Photo-based referring expression data:
========
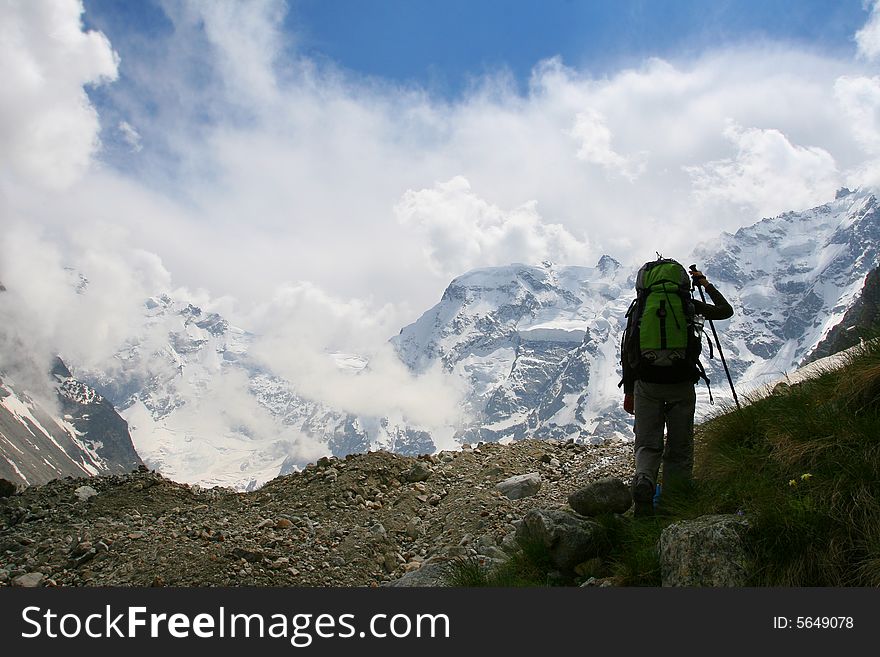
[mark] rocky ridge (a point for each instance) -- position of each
(365, 520)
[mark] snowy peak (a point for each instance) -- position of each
(495, 308)
(77, 434)
(792, 278)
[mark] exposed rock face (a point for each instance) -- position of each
(858, 322)
(78, 433)
(609, 495)
(707, 551)
(570, 538)
(357, 521)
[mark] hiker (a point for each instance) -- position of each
(660, 357)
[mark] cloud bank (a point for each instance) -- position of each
(325, 211)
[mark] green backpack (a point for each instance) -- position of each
(662, 328)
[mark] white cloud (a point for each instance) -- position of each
(305, 173)
(868, 38)
(48, 127)
(131, 136)
(767, 173)
(464, 231)
(303, 326)
(594, 137)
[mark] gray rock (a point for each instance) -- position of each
(520, 486)
(569, 538)
(707, 551)
(7, 488)
(418, 472)
(85, 492)
(608, 495)
(430, 574)
(29, 580)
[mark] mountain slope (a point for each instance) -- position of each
(77, 434)
(534, 347)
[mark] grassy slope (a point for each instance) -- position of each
(801, 464)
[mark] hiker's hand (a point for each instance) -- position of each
(698, 278)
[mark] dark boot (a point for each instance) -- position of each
(643, 496)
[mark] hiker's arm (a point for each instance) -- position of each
(721, 310)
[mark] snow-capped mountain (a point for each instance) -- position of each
(202, 410)
(792, 279)
(78, 433)
(538, 346)
(534, 347)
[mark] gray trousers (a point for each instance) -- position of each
(669, 405)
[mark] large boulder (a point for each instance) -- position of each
(520, 486)
(569, 538)
(608, 495)
(707, 551)
(429, 575)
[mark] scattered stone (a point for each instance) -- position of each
(569, 538)
(520, 486)
(7, 488)
(433, 575)
(608, 495)
(85, 492)
(197, 536)
(706, 551)
(29, 580)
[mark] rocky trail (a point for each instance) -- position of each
(370, 519)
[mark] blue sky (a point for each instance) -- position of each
(322, 169)
(442, 45)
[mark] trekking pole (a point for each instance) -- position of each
(718, 344)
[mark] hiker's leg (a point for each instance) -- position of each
(648, 428)
(678, 457)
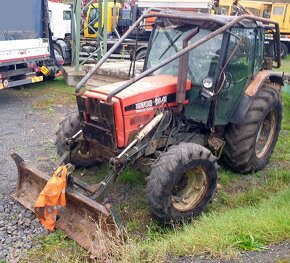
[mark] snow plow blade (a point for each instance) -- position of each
(87, 222)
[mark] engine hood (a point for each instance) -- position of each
(145, 94)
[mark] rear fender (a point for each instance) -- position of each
(270, 78)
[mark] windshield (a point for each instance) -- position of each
(202, 60)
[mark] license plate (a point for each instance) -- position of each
(45, 71)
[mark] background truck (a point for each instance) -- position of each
(26, 49)
(275, 10)
(119, 18)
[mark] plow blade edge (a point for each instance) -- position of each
(82, 219)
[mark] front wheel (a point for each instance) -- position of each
(68, 128)
(182, 183)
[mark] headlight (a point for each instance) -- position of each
(207, 83)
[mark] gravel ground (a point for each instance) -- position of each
(30, 133)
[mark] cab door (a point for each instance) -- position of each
(278, 14)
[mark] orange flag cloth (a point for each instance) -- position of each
(51, 197)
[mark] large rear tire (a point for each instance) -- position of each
(249, 145)
(67, 128)
(182, 183)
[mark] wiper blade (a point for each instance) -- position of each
(172, 43)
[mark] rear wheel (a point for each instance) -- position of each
(182, 183)
(250, 145)
(284, 50)
(68, 128)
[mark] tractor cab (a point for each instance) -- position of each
(219, 69)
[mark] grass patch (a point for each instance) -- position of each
(248, 213)
(223, 234)
(56, 247)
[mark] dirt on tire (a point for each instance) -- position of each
(241, 139)
(166, 173)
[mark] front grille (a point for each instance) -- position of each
(98, 123)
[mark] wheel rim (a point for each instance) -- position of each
(266, 134)
(190, 189)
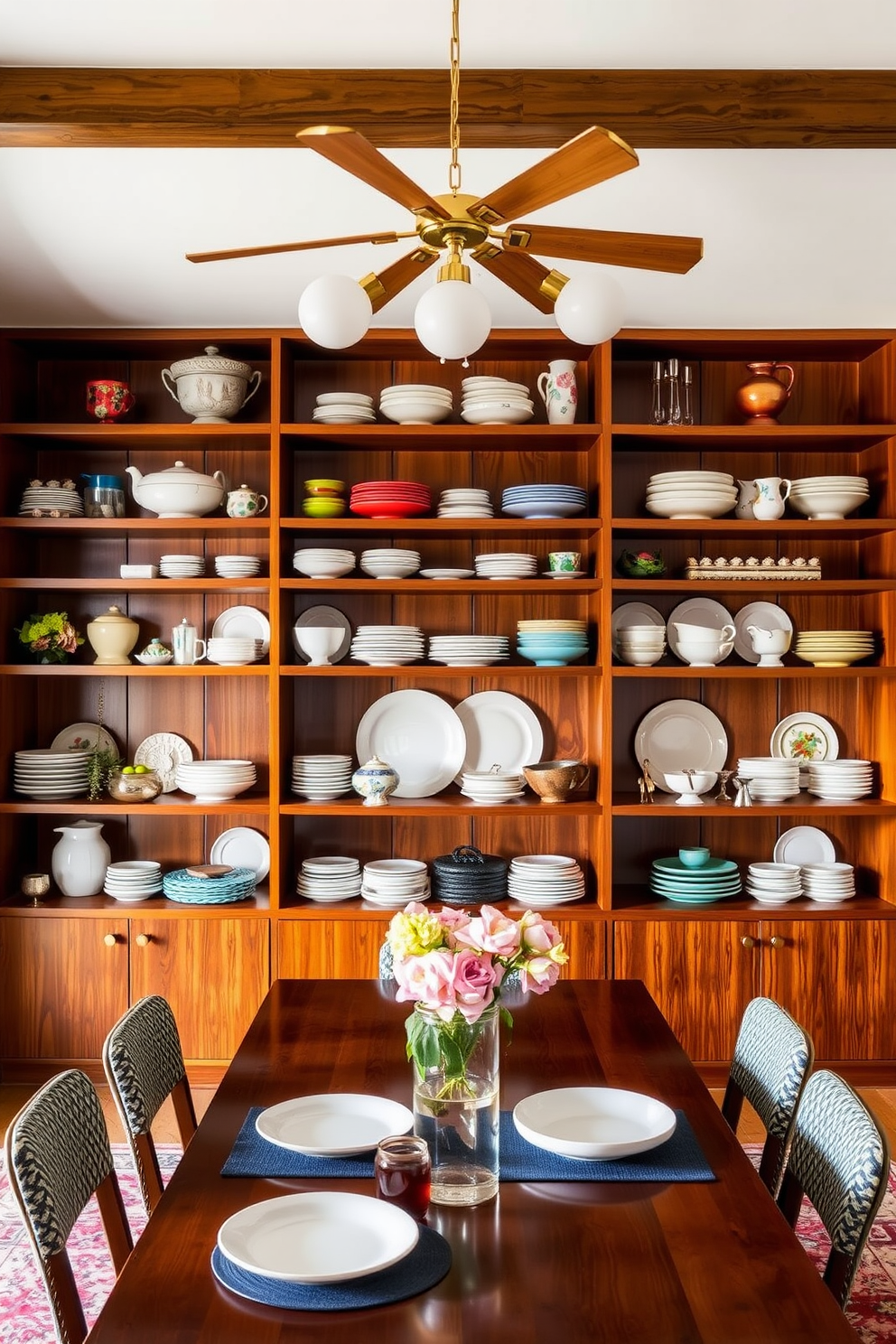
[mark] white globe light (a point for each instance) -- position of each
(590, 308)
(452, 319)
(335, 312)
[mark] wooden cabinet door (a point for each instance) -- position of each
(212, 972)
(699, 972)
(835, 977)
(62, 986)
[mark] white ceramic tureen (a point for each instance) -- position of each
(179, 492)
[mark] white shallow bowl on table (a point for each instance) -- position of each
(594, 1124)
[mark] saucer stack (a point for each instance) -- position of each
(133, 881)
(388, 645)
(320, 779)
(394, 882)
(545, 879)
(330, 878)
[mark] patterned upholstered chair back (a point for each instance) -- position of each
(771, 1060)
(840, 1159)
(58, 1156)
(145, 1065)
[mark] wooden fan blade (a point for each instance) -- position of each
(583, 162)
(524, 275)
(648, 252)
(277, 247)
(350, 151)
(386, 284)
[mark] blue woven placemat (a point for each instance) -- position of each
(425, 1266)
(680, 1159)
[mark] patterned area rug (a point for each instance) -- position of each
(24, 1316)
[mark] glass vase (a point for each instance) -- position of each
(457, 1104)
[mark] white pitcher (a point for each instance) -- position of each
(559, 391)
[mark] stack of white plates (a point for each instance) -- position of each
(182, 566)
(390, 562)
(691, 493)
(545, 879)
(840, 781)
(388, 645)
(320, 779)
(238, 566)
(495, 401)
(829, 883)
(492, 785)
(505, 565)
(394, 882)
(835, 648)
(133, 881)
(543, 500)
(215, 781)
(44, 774)
(465, 503)
(330, 878)
(344, 409)
(774, 883)
(771, 779)
(469, 649)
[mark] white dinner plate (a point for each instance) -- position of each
(242, 847)
(319, 1237)
(764, 614)
(419, 735)
(333, 1124)
(500, 730)
(680, 735)
(595, 1124)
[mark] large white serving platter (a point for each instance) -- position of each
(595, 1124)
(319, 1237)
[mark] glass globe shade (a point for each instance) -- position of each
(452, 319)
(590, 308)
(335, 312)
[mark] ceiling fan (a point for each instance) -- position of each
(458, 223)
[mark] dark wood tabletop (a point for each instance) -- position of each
(710, 1262)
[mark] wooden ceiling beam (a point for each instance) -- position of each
(652, 109)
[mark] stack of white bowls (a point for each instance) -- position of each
(390, 562)
(465, 503)
(388, 645)
(330, 878)
(322, 562)
(469, 650)
(133, 879)
(829, 883)
(492, 785)
(344, 409)
(507, 565)
(771, 779)
(415, 404)
(322, 777)
(827, 496)
(840, 781)
(182, 566)
(215, 781)
(495, 401)
(691, 493)
(394, 882)
(774, 883)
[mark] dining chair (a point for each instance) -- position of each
(58, 1154)
(771, 1060)
(840, 1159)
(145, 1066)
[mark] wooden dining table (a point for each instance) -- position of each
(705, 1262)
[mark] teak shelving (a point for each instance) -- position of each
(68, 968)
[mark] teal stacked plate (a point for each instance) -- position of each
(714, 881)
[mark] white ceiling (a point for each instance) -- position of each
(97, 237)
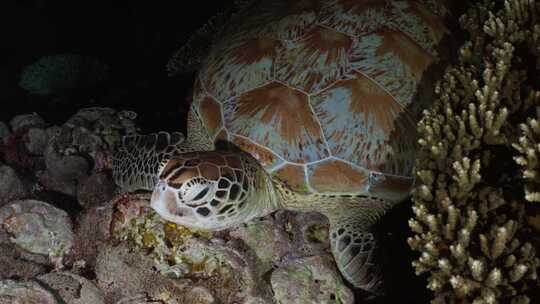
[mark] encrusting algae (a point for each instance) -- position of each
(470, 206)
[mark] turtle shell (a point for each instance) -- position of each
(319, 91)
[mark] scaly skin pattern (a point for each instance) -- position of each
(316, 95)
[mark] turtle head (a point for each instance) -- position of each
(204, 190)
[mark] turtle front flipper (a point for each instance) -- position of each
(137, 162)
(354, 243)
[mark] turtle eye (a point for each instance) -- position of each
(201, 194)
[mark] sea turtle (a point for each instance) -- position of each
(315, 96)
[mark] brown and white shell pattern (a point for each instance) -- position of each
(317, 90)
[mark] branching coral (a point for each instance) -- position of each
(470, 207)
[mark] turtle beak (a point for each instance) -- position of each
(159, 198)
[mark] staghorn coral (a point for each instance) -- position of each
(470, 207)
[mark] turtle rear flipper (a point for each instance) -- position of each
(353, 241)
(137, 163)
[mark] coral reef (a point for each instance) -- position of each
(29, 292)
(470, 208)
(39, 229)
(232, 264)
========
**EXERCISE AIM**
A word-for-word copy of all the data is required, minus the pictures.

**REPLY**
[mark] rocky ridge (a point for each instance) -- position of each
(365, 520)
[mark] snowy peak (a point for each instance) -- position of each
(495, 308)
(77, 434)
(792, 278)
[mark] exposed rock face (a point for each instance) -- position of each
(858, 322)
(78, 433)
(609, 495)
(707, 551)
(570, 538)
(357, 521)
[mark] hiker (a point for each instance) -- position of each
(660, 357)
[mark] cloud bank (a point for each instance) -- position of each
(325, 211)
[mark] green backpack (a point for each instance) -- position of each
(662, 328)
[mark] white cloud (a point for each instance) -- position of each
(305, 173)
(868, 38)
(48, 127)
(131, 136)
(767, 173)
(464, 231)
(303, 326)
(594, 137)
[mark] gray rock (a point for each instance) -- position of each
(520, 486)
(569, 538)
(707, 551)
(7, 488)
(418, 472)
(85, 492)
(608, 495)
(430, 574)
(29, 580)
[mark] mountain slope (a point for each instance) -- position of each
(77, 434)
(534, 347)
[mark] grassy slope (a point for each instance) -- position of each
(801, 464)
[mark] hiker's hand (a point for each instance) -- position of each
(698, 278)
[mark] dark boot (a point for each instance) -- position of each
(643, 496)
[mark] hiker's arm (a point for each instance) -- position of each
(721, 310)
[mark] snow-capped mountain (a point for each instance) -- position of each
(202, 410)
(792, 279)
(78, 433)
(538, 346)
(534, 347)
[mark] gray trousers (a point for each instance) -- position of each
(669, 405)
[mark] large boulder (a point for each instance) -- position of each
(520, 486)
(569, 538)
(608, 495)
(707, 551)
(429, 575)
[mark] scattered stone (a point for each instance) -- position of each
(569, 538)
(520, 486)
(7, 488)
(433, 575)
(608, 495)
(85, 492)
(197, 536)
(706, 551)
(29, 580)
[mark] rocky trail (a point for each instance) -- position of each
(370, 519)
[mark] blue sky (a point for each instance) -- position of each
(322, 169)
(442, 45)
[mark] trekking pole (a point for each instance) -- position of each
(718, 344)
[mark] hiker's leg (a point for each instance) -- position of each
(648, 428)
(678, 457)
[mark] snow plow blade (a point for each instance) -- position of each
(87, 222)
[mark] engine hood (a point for each instance) -- position of each
(145, 94)
[mark] rear fender (a point for each instance) -- position of each
(270, 78)
[mark] windshield (a point for each instance) -- position of each
(202, 60)
[mark] license plate (a point for each instance) -- position of each
(45, 71)
[mark] background truck (a point for each instance) -- position of each
(26, 49)
(275, 10)
(119, 18)
[mark] plow blade edge (a point for each instance) -- position of each
(82, 219)
[mark] front wheel (a point for each instance) -- position of each
(68, 128)
(182, 183)
[mark] headlight (a point for each instance) -- position of each
(207, 83)
[mark] gravel ground (a point for each instance) -- position of each
(30, 133)
[mark] cab door (a point for each instance) -- position of each
(278, 14)
[mark] orange flag cloth (a point for each instance) -- position of each
(51, 197)
[mark] large rear tire (a point for each instance) -- position of each
(249, 145)
(67, 128)
(182, 183)
[mark] wiper blade (a point for each instance) -- position of each
(172, 43)
[mark] rear wheel (a point for each instance) -- position of each
(182, 183)
(250, 145)
(284, 50)
(68, 128)
[mark] tractor cab (a point for each instance) -- position of each
(219, 69)
[mark] grass patch (a point for each instance) -- position of each
(248, 213)
(223, 234)
(56, 247)
[mark] dirt on tire (a point for each instance) -- position of each
(241, 139)
(166, 173)
[mark] front grille (a point for each instance) -- position of each
(98, 123)
[mark] wheel rim (a point for each instance) -- position of each
(266, 134)
(190, 189)
[mark] white globe light (a point for each instance) -- position of each
(590, 308)
(452, 319)
(335, 312)
[mark] wooden cabinet door (a point for each instance) -- position of each
(212, 972)
(699, 972)
(835, 977)
(62, 986)
[mark] white ceramic tureen (a point for each instance) -- position of each
(179, 492)
[mark] white shallow bowl on table (a point for each instance) -- position of each
(594, 1124)
[mark] saucer stack (a point for each instance) -- position of each
(133, 881)
(388, 645)
(320, 779)
(394, 882)
(545, 879)
(330, 878)
[mark] patterned upholstered chair back (a point for each instance) -- position of each
(771, 1060)
(840, 1159)
(58, 1156)
(145, 1065)
[mark] wooden fan blade (a point for each instance) -- position of each
(583, 162)
(524, 275)
(648, 252)
(277, 247)
(350, 151)
(386, 284)
[mark] blue woven placemat (a point for each instance) -- position of each
(425, 1266)
(680, 1159)
[mark] patterned area rug (a point for each instance) -- position of each
(24, 1316)
[mark] glass vase (a point for each instance) -- position of each
(457, 1104)
[mark] white pitcher (a point for each instance) -- position of each
(559, 391)
[mark] stack of white plates (a point for each instance) -- position of each
(182, 566)
(390, 562)
(691, 493)
(545, 879)
(840, 781)
(388, 645)
(320, 779)
(238, 566)
(495, 401)
(829, 883)
(492, 785)
(505, 565)
(394, 882)
(835, 648)
(133, 881)
(543, 500)
(215, 781)
(44, 774)
(465, 503)
(330, 878)
(344, 409)
(774, 883)
(771, 779)
(469, 649)
[mark] white dinner plate (a point for each instance) -- position of each
(242, 847)
(319, 1237)
(764, 614)
(419, 735)
(333, 1124)
(500, 730)
(680, 735)
(595, 1124)
[mark] large white serving platter (a point for each instance) -- position of each
(595, 1124)
(319, 1237)
[mark] glass globe shade (a point for each instance) -- position of each
(452, 319)
(590, 308)
(335, 312)
[mark] ceiling fan (a point for each instance) -- position of each
(458, 223)
[mark] dark wood tabletop (a point for each instance) -- position of each
(710, 1262)
[mark] wooden ceiling beam (a point for each instance) -- position of each
(652, 109)
[mark] stack of white bowls (a point for each instance) -- position of each
(390, 562)
(465, 503)
(388, 645)
(330, 878)
(322, 562)
(469, 650)
(133, 879)
(829, 883)
(492, 785)
(344, 409)
(507, 565)
(771, 779)
(415, 404)
(322, 777)
(827, 496)
(840, 781)
(182, 566)
(215, 781)
(495, 401)
(691, 493)
(394, 882)
(774, 883)
[mark] dining chair (a point for each instance) -- position of each
(58, 1154)
(771, 1060)
(840, 1159)
(145, 1066)
[mark] wooden dining table (a point for each instance) -- position of each
(705, 1262)
[mark] teak shelving (a point for each instance) -- position of each
(68, 968)
[mark] teal stacked plate (a point for each instance) -- position of each
(714, 881)
[mark] white ceiling (a point for each instance) -- position of each
(97, 237)
[mark] encrusting algae (a point for each instance) -- position of each
(470, 206)
[mark] turtle shell (a point for each instance) -- position of each
(319, 91)
[mark] scaly skin pattern (a point for each instance) -- position of each
(316, 95)
[mark] turtle head (a point for each instance) -- position of each
(204, 190)
[mark] turtle front flipper (a point for each instance) -- position of each
(137, 162)
(354, 243)
[mark] turtle eye (a point for each instance) -- position of each
(201, 194)
[mark] sea turtle (a point for each instance) -- position of each
(315, 96)
[mark] brown and white shell pattern (a point for each instance) -- position of each
(317, 90)
[mark] branching coral (a point for each instance) -- position of each
(470, 207)
[mark] turtle beak (a point for each instance) -- position of each
(159, 198)
[mark] staghorn coral (a point for each instance) -- position of each
(470, 207)
[mark] turtle rear flipper (a point for each instance) -- position of each
(353, 241)
(137, 163)
[mark] coral reef (a point for each instance) -- position of each
(29, 292)
(470, 208)
(39, 229)
(232, 264)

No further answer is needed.